Problem: Turn the paragraph in the Talang 2009 article that opens "Talang 2009 was the third season" into a short bulleted list of its main facts.

Extract provided:
---
- Genre: Interactive reality game show
- Presented by: Markoolio Tobbe Blom
- Starring: Bert Karlsson Charlotte Perrelli Johan Pråmell
- Country of origin: Sweden
- Original language: Swedish
- No. of episodes: 11

Production
- Running time: 90 minutes

Original release
- Network: TV4
- Release: 3 April – 12 June 2009

Related
- Talang 2008; Talang 2010;

= Talang 2009 =

Talang 2009 was the third season of the talent show Talang, the Swedish version of Got Talent. Talang 2009 had its premiere on April 3, 2009. The winner of the show was 30-year-old magician Charlie Caper, and 12-year-old piano player David Movsesian came runner-up. This season was hosted by Markoolio and Tobbe Blom, and the judges were: Bert Karlsson, Charlotte Perrelli and Johan Pråmell.

==List of those who made it to the final audition==

=== Episode 1 (Kalmar) ===

Broadcast on Friday, April 3.
1. Max Carling - walking on tightrope
2. The Rockettes - vocal trio
3. Eamonn O’Reily - troubadour
4. Pernilla Ingvarsdotter - opera
5. Ingo - magician playing cards
6. Erik Linder - singing
7. Beatbox Libban - beatboxing
8. Elin Wennström - singing
9. Pos från skogen - rockband
10. Aari Haatainen - accordion
11. Cirkus Saga - circus tricks
12. Lasse Nachtweij - juggling on unicycle
13. Santiago "Kouki" Obama - dance

===Episode 2 (Stockholm)===

Broadcast on Friday, April 10.
1. Vincente Opera - magic suitcase
2. Anastassia Johansson - rhythmic gymnastics
3. Whiplash - dance
4. Clara Hagman - singing
5. BoBBo - juggling
6. The Goose - singing
7. The Hebbe Sisters - singing
8. Duchess Dubois - burlesque striptease
9. Axel Adlercreutz - tricks
10. Alexander & Daniel Lindman - fakir tricks
11. David Hammarberg - circus tricks
12. Splash - dance
13. Electrified - singing and dancing
14. The Untitled Quartet - singing

===Episode 3 (Stockholm)===

Broadcast on Friday, April 17.
---
Saved entries:

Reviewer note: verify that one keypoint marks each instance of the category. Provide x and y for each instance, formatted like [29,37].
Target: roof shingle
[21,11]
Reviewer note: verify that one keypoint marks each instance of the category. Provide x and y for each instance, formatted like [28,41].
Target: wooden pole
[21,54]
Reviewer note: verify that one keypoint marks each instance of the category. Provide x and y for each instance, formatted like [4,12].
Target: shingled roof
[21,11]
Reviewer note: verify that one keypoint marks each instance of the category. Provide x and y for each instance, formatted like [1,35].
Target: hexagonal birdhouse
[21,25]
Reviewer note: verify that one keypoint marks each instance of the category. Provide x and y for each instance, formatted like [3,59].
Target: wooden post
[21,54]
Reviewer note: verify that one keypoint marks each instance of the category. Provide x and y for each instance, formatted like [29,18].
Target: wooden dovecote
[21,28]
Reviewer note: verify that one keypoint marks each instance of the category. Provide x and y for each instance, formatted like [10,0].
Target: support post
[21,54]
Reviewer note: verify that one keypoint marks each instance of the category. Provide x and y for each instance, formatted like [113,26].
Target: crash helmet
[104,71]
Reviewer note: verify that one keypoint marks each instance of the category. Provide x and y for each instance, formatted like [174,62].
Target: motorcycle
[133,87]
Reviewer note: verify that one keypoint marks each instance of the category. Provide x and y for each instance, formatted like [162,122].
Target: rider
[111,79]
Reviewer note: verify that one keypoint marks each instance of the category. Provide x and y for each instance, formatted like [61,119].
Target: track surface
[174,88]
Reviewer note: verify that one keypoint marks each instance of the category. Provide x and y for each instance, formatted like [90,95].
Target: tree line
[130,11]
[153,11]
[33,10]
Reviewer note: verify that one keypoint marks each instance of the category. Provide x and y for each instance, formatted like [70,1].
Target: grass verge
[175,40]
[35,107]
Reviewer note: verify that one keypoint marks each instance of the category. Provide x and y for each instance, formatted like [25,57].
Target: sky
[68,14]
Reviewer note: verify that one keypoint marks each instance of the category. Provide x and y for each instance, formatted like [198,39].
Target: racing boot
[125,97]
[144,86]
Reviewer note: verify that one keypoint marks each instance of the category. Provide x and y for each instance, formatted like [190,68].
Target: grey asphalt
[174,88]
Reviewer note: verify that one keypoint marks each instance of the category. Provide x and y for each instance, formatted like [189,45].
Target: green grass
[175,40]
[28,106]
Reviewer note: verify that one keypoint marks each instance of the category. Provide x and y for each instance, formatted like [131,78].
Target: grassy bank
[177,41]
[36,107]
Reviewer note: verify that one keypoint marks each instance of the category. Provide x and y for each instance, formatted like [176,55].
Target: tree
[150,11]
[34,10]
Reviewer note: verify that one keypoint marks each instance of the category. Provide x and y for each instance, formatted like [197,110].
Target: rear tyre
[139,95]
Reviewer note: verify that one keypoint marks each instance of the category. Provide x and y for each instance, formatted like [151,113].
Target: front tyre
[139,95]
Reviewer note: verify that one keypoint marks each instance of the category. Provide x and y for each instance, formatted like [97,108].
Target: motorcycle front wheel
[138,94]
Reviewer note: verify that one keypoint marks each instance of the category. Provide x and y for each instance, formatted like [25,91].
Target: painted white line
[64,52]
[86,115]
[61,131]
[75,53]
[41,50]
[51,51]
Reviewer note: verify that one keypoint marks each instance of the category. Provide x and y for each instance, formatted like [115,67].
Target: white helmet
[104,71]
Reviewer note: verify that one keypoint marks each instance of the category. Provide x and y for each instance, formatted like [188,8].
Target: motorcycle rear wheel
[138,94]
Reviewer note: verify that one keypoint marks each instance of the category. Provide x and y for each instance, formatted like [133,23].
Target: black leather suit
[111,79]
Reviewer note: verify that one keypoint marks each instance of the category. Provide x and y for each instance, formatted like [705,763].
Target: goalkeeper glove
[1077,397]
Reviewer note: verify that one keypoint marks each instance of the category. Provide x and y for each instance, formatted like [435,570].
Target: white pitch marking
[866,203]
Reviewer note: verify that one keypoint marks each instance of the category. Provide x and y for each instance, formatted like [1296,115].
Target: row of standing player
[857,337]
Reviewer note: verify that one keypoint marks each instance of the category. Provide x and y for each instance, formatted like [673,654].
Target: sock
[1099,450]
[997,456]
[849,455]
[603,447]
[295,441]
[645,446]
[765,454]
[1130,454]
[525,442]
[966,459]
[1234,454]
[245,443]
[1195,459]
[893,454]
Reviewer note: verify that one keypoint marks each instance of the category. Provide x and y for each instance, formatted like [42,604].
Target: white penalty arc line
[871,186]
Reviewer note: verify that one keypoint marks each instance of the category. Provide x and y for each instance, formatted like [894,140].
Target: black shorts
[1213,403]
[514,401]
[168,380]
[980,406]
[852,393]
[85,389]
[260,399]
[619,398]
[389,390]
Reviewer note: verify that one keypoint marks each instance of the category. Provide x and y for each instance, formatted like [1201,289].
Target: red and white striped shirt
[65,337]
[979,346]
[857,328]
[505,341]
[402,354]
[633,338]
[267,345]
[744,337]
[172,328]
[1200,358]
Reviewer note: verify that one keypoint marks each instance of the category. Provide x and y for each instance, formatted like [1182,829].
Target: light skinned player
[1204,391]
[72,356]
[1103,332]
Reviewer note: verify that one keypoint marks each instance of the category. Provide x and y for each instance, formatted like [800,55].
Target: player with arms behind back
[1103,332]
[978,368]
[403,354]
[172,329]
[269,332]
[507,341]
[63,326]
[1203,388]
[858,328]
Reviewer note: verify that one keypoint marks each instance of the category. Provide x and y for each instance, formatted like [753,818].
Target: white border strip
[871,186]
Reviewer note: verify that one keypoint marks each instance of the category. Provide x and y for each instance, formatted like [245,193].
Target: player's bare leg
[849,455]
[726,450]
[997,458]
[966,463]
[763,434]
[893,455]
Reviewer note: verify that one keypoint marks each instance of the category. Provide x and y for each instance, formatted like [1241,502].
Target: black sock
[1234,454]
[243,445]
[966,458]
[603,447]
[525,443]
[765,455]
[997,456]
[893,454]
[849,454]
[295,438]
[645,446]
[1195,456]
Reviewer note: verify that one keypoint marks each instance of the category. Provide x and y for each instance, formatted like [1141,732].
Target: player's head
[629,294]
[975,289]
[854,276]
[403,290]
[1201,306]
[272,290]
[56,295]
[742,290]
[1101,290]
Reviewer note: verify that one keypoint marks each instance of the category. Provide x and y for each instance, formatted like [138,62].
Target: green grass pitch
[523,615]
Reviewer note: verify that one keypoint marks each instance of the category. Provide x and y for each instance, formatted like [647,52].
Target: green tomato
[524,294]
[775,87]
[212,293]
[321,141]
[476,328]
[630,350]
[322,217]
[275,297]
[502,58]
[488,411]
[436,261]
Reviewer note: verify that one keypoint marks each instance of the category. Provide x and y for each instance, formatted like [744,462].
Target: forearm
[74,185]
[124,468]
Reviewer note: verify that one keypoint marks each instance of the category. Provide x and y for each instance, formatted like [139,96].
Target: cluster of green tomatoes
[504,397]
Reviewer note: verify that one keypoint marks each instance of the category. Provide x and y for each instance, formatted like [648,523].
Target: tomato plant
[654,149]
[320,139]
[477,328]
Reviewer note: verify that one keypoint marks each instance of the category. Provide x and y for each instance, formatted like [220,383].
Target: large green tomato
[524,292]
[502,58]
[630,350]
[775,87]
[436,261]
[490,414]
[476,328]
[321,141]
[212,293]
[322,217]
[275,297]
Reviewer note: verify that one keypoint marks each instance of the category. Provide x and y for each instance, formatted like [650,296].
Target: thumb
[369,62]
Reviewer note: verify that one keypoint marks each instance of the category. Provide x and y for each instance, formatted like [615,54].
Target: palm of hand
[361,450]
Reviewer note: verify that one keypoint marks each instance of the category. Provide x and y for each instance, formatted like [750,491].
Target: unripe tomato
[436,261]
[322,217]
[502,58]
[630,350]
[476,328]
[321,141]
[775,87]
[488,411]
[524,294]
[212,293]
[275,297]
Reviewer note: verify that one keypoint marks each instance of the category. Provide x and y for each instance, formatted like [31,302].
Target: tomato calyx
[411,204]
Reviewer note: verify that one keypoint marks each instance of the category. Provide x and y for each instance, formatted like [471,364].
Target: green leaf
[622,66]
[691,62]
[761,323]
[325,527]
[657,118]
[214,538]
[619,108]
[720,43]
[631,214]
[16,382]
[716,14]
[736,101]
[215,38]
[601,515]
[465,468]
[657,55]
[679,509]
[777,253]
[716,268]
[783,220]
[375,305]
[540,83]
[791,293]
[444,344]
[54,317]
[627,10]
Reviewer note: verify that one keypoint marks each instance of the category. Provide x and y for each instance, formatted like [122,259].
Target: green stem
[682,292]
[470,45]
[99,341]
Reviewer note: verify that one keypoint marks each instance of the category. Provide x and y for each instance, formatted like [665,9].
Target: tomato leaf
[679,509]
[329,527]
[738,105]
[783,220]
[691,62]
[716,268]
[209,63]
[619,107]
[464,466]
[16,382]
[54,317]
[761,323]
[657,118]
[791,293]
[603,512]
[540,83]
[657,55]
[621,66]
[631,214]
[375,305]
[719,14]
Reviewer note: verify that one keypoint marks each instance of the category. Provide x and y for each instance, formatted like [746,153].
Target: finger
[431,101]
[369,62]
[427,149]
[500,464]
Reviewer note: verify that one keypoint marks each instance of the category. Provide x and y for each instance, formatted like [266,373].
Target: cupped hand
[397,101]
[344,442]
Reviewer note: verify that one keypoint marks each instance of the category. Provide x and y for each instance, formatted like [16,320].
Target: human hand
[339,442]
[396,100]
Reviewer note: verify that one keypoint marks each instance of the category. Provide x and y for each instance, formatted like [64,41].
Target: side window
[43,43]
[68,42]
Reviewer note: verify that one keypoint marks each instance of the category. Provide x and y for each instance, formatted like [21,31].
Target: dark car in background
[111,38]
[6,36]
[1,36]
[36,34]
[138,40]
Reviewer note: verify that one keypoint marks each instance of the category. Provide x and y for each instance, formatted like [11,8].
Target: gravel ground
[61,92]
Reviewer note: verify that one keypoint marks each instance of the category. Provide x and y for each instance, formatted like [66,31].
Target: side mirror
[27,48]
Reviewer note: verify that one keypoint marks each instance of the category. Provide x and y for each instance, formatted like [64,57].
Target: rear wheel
---
Reply:
- Third season of Talang, the Swedish version of Got Talent
- Premiered April 3, 2009
- Winner: Charlie Caper, 30-year-old magician
- Runner-up: David Movsesian, 12-year-old piano player
- Hosts: Markoolio and Tobbe Blom
- Judges: Bert Karlsson, Charlotte Perrelli and Johan Pråmell